Stress causes physical changes in the body that can affect nearly every organ system.
Although symptoms of chronic stress are often dismissed as being in one’s head, the pain is very real, said Kate Harkness, a professor of psychology and psychiatry at Queen’s University in Ontario.
When the body feels unsafe—whether it’s a physical threat of attack or a psychological fear of losing a job or catching a disease—the brain signals adrenal glands to pump stress hormones. Adrenaline and cortisol flood the body, activating the fight-or-flight response. They also disrupt bodily functions that aren’t necessary for immediate survival, like digestion and reproduction.
When the danger is over, the hormones return to normal levels. But during times of chronic stress, like a pandemic, the body keeps pumping out stress hormones until it tires itself out. This leads to increased inflammation throughout the body and brain, and a poorly functioning immune system.
Studies link chronic stress to heart disease, muscle tension, gastrointestinal issues and even physical shrinking of the hippocampus, an area of the brain associated with memory and learning. As the immune system acts up, some people can even develop new allergic reactions, Harkness said.
The good news is that many of these symptoms are reversible. But it’s important to recognize them early, especially when it comes to the brain, said Barbara Sahakian, a professor of clinical neuropsychology at the University of Cambridge.
“The brain is plastic, so we can to some extent modify it,” Sahakian said. “But we don’t know if there’s a cliff beyond which you can’t reverse a change. So the sooner you catch something, the better.”
In some ways, mental health awareness has increased during the pandemic. TV shows are flush with ads for therapy and meditation apps, like Talkspace and Calm, and companies are announcing mental health days off for staff.
But those spurts of attention fail to reveal the full impact of poor mental health on people’s daily lives.
For Alex Kostka, pandemic-related stress has brought on mood swings, nightmares and jaw pain.
He’d been working at a Whole Foods coffee bar in New York City for only about a month before the pandemic hit, suddenly anointing him an essential worker. As deaths in the city soared, Kostka continued riding the subway to work, interacting with co-workers in the store and working longer hours for just a $2-per-hour wage increase. (Months later, he’d get a $500 bonus.) It left the 28-year-old feeling constantly unsafe and helpless.
“It was hard not to break down on the subway the minute I got on it,” Kostka said.
Soon he began waking in the middle of the night with pain from clenching his jaw so tightly. Often his teeth grinding and chomping were loud enough to wake his girlfriend.

■ ■ ■ ■ ■ ■ ■

Instructions to follow:
Answer these questions using the passage on stress.
1. Which two stress hormones flood the body when it feels unsafe?
2. What area of the brain do studies link to physical shrinking under chronic stress?
3. Where was Alex Kostka working when the pandemic hit?

Given records:

■ ■ ■ ■ ■ ■ ■

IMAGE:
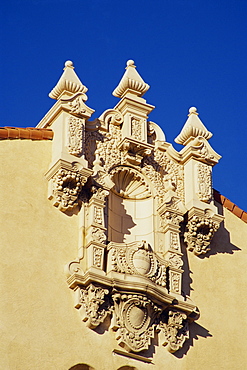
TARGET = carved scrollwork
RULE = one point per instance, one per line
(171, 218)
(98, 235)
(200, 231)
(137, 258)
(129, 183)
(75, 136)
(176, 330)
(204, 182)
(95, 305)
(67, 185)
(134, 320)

■ ■ ■ ■ ■ ■ ■

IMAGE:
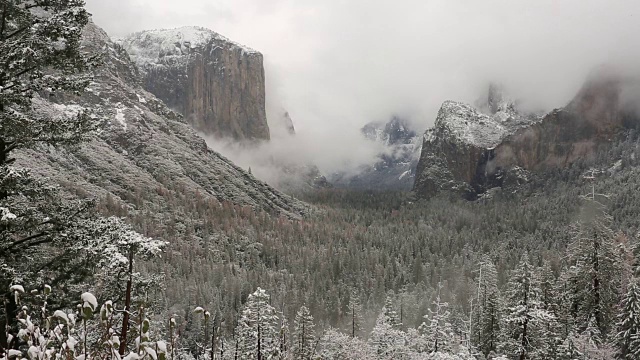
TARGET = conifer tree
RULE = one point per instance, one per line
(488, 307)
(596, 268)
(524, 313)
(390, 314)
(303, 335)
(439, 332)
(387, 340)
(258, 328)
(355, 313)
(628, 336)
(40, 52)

■ ■ ■ ■ ■ ■ ■

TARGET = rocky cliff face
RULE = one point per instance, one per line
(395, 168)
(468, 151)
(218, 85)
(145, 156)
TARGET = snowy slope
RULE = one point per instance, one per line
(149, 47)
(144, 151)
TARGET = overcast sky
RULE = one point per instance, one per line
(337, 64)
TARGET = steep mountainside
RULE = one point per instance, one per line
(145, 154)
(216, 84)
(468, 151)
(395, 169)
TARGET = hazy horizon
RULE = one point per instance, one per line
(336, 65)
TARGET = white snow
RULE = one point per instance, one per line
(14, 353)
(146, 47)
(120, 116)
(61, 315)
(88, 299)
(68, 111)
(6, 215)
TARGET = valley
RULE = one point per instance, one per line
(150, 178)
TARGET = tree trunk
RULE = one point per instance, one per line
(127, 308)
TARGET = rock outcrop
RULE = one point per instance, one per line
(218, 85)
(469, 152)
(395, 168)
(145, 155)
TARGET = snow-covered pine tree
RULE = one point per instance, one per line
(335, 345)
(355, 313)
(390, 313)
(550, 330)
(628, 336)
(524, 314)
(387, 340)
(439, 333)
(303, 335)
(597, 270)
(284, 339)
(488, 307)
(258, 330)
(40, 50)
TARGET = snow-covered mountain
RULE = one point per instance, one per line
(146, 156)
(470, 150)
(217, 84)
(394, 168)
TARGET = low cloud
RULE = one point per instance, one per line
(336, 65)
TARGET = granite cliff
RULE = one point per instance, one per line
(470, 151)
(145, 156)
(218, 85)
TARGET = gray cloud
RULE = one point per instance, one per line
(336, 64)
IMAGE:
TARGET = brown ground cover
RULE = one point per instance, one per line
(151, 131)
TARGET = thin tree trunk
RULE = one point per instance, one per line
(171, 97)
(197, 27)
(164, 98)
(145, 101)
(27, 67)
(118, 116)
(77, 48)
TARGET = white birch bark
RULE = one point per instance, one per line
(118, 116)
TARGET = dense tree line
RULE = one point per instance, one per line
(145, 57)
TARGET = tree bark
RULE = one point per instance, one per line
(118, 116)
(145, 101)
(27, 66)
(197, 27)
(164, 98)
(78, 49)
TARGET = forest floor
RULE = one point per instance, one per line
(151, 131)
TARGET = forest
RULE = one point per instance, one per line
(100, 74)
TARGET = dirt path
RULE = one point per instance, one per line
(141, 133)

■ ■ ■ ■ ■ ■ ■

Response area:
1. Adrenaline and cortisol.
2. The hippocampus.
3. At a Whole Foods coffee bar in New York City.